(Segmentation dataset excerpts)
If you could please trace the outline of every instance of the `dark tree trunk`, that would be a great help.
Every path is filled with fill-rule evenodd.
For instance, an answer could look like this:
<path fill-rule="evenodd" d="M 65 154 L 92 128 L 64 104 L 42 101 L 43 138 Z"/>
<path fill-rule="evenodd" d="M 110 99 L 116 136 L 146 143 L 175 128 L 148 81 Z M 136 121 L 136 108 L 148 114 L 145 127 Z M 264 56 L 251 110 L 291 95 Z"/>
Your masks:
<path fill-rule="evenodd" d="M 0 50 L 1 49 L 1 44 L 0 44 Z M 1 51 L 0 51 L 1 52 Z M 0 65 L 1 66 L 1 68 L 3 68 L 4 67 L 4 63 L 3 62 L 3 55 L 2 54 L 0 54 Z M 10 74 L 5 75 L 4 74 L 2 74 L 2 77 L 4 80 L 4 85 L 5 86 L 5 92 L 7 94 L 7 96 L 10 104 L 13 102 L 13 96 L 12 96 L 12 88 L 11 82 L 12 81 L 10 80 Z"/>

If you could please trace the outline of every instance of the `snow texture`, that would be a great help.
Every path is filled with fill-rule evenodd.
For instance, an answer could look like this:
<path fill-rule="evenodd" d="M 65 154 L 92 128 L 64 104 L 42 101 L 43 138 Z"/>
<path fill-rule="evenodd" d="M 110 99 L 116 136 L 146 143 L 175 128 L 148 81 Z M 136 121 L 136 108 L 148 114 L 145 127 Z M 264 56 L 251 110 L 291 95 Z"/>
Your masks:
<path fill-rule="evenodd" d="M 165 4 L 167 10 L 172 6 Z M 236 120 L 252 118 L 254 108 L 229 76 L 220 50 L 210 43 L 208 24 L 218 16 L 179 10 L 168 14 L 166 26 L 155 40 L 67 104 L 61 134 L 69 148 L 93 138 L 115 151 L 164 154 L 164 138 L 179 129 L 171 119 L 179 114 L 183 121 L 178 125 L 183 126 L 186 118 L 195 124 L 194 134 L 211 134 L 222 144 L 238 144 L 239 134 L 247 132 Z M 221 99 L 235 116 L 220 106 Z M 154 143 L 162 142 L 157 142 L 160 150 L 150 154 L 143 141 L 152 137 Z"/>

■ Do this:
Please put these entries into a two-column CSV with the columns "text" and "answer", one row per entry. Wrap each field in quotes and turn its line breaks into spaces.

■ Answer for the task:
text,answer
"If you could please trace the outline of every instance of the `dark tree trunk`, that would be a great help. Every path is filled with fill-rule evenodd. For instance, an answer could look like this: <path fill-rule=""evenodd"" d=""M 65 154 L 92 128 L 64 104 L 42 101 L 43 138 Z""/> <path fill-rule=""evenodd"" d=""M 110 99 L 116 136 L 146 143 L 175 128 L 148 81 Z M 136 121 L 136 108 L 148 114 L 145 127 Z M 264 56 L 251 110 L 291 95 Z""/> Your masks:","<path fill-rule=""evenodd"" d=""M 0 50 L 1 49 L 1 44 L 0 44 Z M 1 51 L 0 51 L 1 52 Z M 0 65 L 1 66 L 1 68 L 3 68 L 4 67 L 4 63 L 3 62 L 3 55 L 2 54 L 0 54 Z M 10 74 L 5 75 L 4 74 L 2 74 L 2 77 L 4 80 L 4 85 L 5 86 L 5 92 L 7 94 L 7 96 L 10 104 L 13 102 L 13 96 L 12 96 L 12 88 L 11 82 L 12 81 L 10 80 Z""/>"
"If you could please trace the outline of every instance of the `snow texture`, that would be a great help. Every path is filled with fill-rule evenodd. For instance, an answer could look like this: <path fill-rule=""evenodd"" d=""M 65 154 L 92 128 L 64 104 L 42 101 L 43 138 Z""/> <path fill-rule=""evenodd"" d=""M 110 99 L 116 136 L 146 143 L 175 128 L 148 81 Z M 136 121 L 136 108 L 148 114 L 145 127 Z M 264 56 L 251 110 L 291 95 Z""/> Your masks:","<path fill-rule=""evenodd"" d=""M 165 4 L 167 10 L 172 6 Z M 236 120 L 252 118 L 254 108 L 229 76 L 220 50 L 210 43 L 208 24 L 218 16 L 179 10 L 168 14 L 166 26 L 155 40 L 67 104 L 61 134 L 69 148 L 93 138 L 115 151 L 164 154 L 164 138 L 179 129 L 171 119 L 179 114 L 183 121 L 178 125 L 183 126 L 186 118 L 195 124 L 194 134 L 211 134 L 222 144 L 238 144 L 239 134 L 247 132 Z M 221 99 L 235 116 L 220 106 Z M 154 143 L 162 142 L 157 142 L 160 150 L 150 154 L 143 141 L 152 137 Z""/>"